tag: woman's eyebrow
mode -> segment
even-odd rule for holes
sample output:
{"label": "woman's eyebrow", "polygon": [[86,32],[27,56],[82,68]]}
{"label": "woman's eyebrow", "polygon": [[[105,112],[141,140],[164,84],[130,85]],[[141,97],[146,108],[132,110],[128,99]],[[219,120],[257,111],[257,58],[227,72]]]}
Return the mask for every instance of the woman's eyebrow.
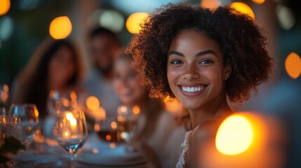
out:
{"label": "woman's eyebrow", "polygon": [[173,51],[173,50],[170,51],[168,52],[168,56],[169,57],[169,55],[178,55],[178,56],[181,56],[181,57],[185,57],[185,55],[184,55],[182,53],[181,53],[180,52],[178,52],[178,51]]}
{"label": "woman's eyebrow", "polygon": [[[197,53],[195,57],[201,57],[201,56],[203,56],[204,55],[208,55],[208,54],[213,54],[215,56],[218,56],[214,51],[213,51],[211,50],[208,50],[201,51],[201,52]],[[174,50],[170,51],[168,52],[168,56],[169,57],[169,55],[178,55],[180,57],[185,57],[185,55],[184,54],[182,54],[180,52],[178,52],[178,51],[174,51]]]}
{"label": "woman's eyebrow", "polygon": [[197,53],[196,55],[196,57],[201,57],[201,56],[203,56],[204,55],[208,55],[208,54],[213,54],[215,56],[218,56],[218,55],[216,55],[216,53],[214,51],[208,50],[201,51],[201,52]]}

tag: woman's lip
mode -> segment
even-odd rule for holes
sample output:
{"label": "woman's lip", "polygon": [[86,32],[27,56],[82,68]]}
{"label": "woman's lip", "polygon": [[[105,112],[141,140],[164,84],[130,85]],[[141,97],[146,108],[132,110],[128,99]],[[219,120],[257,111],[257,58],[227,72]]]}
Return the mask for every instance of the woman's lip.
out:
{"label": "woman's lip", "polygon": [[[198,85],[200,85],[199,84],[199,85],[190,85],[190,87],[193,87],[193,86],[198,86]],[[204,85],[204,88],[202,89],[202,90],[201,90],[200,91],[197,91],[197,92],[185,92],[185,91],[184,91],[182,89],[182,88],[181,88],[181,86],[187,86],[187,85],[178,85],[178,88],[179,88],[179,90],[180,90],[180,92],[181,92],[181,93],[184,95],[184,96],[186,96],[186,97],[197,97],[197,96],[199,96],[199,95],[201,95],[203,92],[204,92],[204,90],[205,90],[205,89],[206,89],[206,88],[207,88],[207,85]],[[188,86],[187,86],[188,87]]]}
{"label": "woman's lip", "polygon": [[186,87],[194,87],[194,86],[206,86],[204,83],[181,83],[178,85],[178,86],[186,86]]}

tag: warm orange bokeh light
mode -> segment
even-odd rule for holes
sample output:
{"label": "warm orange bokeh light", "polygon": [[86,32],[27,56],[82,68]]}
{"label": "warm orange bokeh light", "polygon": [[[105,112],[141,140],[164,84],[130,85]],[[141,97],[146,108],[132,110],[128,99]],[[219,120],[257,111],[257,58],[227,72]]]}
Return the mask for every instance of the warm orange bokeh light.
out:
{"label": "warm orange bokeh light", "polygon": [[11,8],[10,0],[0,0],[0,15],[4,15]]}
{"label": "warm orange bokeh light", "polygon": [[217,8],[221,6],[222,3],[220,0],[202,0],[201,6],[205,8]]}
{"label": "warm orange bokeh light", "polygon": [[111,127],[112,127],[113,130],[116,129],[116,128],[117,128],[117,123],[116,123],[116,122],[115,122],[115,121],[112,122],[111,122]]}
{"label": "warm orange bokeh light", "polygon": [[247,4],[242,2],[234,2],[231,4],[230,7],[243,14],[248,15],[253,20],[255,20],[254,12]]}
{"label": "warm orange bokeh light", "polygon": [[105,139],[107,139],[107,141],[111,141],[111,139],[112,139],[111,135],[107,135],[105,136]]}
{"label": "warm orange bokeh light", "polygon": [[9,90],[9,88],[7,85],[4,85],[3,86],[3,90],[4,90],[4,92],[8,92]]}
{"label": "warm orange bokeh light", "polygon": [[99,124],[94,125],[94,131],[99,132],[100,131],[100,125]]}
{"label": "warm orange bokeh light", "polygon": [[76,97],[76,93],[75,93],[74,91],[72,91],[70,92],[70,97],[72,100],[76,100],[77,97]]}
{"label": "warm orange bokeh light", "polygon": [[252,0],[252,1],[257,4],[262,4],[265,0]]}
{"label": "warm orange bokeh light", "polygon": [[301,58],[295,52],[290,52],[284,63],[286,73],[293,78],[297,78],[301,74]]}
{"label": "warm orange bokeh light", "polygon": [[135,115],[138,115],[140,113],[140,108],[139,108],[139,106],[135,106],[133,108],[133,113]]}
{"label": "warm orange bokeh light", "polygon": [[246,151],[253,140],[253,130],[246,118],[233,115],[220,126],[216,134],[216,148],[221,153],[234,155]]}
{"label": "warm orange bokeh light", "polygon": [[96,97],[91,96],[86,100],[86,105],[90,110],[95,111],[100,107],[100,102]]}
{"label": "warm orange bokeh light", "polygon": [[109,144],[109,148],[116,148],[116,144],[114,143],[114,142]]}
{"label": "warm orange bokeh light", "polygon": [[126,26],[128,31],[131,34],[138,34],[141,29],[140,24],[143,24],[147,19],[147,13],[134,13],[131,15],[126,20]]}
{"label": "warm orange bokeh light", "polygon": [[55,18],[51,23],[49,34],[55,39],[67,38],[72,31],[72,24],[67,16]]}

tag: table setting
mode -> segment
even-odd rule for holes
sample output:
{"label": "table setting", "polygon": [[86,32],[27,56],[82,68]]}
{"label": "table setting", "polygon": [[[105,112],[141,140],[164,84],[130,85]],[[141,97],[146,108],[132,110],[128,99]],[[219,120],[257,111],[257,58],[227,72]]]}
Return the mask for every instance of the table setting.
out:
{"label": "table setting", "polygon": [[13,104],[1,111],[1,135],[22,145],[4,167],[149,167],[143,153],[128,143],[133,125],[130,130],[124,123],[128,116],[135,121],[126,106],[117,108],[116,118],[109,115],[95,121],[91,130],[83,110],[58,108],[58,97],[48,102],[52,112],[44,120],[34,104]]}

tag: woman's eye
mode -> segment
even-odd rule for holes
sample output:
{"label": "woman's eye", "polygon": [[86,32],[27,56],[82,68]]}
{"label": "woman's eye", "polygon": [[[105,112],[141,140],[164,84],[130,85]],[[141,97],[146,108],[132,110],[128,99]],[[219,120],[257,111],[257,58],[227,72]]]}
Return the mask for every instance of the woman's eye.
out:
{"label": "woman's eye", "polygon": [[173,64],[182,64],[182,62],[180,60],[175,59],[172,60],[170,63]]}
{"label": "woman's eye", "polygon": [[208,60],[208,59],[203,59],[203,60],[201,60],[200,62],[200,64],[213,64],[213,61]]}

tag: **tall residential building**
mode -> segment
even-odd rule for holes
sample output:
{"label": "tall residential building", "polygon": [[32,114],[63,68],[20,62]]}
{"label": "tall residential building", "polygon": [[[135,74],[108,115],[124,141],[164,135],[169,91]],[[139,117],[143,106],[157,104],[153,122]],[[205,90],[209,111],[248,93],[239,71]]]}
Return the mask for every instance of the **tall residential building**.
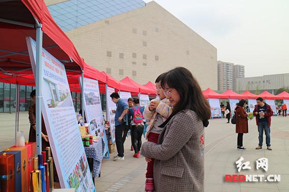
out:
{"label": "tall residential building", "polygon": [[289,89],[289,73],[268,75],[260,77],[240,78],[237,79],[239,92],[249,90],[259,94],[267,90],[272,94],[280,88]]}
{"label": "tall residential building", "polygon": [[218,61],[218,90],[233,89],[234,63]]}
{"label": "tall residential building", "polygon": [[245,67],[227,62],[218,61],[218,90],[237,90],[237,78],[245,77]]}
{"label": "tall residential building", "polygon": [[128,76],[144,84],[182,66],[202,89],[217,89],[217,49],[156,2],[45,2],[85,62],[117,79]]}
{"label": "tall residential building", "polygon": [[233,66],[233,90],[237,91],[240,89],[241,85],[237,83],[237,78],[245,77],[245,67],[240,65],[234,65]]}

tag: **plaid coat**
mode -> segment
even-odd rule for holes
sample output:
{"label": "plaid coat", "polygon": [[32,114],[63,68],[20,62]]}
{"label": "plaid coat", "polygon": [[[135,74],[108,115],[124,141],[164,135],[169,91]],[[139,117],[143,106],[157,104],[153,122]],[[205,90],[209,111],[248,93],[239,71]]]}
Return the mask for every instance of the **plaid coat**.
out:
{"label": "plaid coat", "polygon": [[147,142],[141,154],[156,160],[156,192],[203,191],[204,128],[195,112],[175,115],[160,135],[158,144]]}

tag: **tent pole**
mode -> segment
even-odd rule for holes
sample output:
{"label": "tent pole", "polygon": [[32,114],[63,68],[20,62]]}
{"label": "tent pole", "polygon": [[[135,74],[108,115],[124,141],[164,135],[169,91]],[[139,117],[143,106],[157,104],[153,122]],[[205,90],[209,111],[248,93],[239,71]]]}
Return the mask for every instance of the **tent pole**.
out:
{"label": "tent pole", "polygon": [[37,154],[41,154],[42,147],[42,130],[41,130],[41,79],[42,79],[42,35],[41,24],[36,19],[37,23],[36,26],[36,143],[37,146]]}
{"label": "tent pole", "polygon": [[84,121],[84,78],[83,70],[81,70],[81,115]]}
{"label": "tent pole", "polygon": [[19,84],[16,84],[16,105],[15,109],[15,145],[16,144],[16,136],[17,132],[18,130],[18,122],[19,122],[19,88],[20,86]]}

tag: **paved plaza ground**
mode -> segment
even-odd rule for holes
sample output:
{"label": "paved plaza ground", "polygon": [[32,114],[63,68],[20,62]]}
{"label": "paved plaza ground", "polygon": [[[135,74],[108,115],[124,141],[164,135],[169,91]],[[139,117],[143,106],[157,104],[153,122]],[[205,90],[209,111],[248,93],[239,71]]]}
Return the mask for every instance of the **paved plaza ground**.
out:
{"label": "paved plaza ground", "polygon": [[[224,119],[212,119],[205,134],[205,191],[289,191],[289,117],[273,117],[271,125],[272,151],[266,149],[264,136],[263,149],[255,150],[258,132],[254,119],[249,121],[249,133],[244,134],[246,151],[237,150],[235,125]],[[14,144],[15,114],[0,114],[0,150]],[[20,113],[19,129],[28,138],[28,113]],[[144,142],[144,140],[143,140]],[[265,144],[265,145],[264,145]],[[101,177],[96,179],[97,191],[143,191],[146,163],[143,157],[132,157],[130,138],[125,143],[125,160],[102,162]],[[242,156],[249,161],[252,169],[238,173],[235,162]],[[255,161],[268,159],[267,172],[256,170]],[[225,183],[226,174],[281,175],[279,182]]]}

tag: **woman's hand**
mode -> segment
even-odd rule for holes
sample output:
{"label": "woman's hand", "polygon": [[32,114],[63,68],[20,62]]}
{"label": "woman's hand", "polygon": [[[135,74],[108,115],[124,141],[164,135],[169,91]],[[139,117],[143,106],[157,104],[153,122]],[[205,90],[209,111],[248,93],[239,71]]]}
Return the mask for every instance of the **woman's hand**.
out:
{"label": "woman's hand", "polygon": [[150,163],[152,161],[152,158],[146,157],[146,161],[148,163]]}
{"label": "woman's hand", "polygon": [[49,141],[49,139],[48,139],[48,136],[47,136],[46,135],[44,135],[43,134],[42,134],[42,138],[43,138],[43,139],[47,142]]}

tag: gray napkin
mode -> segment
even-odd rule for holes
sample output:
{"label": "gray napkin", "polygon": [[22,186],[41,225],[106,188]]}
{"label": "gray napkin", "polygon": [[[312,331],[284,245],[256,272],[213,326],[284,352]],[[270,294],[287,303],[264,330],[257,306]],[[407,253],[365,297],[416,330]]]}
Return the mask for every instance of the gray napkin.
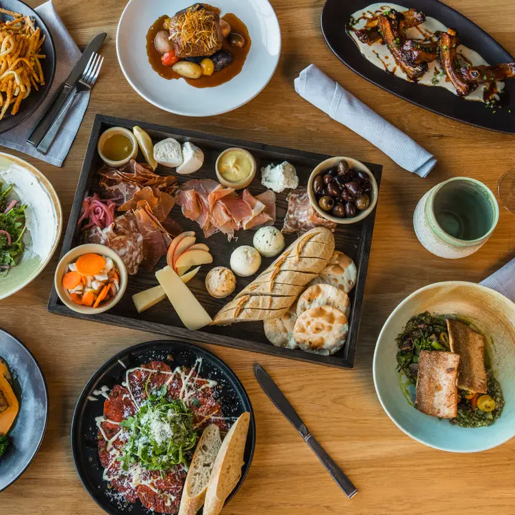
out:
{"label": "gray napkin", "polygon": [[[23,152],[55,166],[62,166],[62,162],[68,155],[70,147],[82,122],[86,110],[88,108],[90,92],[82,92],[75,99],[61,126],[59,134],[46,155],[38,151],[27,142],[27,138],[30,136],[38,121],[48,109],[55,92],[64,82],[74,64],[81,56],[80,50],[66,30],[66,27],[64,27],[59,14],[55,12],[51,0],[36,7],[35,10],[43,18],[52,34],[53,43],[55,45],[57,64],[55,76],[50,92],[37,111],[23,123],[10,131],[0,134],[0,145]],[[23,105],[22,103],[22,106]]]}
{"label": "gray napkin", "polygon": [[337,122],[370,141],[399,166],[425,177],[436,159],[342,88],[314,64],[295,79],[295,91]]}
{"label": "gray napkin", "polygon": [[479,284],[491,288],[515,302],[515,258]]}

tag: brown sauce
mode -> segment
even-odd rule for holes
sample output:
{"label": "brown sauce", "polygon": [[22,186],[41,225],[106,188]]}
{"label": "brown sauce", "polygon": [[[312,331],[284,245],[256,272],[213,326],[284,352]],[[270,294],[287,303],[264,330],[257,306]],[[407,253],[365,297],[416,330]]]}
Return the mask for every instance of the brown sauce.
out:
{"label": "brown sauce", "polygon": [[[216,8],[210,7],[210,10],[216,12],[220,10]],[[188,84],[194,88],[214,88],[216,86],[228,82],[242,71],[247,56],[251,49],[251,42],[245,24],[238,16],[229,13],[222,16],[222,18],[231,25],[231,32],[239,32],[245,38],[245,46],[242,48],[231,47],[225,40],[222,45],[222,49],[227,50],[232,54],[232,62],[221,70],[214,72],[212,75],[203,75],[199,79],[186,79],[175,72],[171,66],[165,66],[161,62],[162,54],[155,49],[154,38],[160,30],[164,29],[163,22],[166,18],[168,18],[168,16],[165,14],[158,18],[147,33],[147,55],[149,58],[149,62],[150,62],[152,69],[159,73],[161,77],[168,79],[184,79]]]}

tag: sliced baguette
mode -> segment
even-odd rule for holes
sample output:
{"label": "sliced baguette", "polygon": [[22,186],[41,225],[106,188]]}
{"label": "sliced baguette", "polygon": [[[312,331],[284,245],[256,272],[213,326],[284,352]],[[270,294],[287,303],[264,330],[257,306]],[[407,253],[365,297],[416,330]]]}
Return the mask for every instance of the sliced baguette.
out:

════════

Locate the word "coat" in the records above and copy out every line that contains it.

tag: **plaid coat**
{"label": "plaid coat", "polygon": [[32,114],[63,68],[20,62]]}
{"label": "plaid coat", "polygon": [[[135,74],[108,115],[124,141],[164,135],[169,91]],[[139,117],[143,106],[157,104],[153,122]],[[205,90],[209,111],[248,93],[239,71]]]}
Return the mask for every instance of the **plaid coat**.
{"label": "plaid coat", "polygon": [[147,142],[141,154],[156,160],[156,192],[203,191],[204,128],[195,112],[175,115],[160,135],[158,144]]}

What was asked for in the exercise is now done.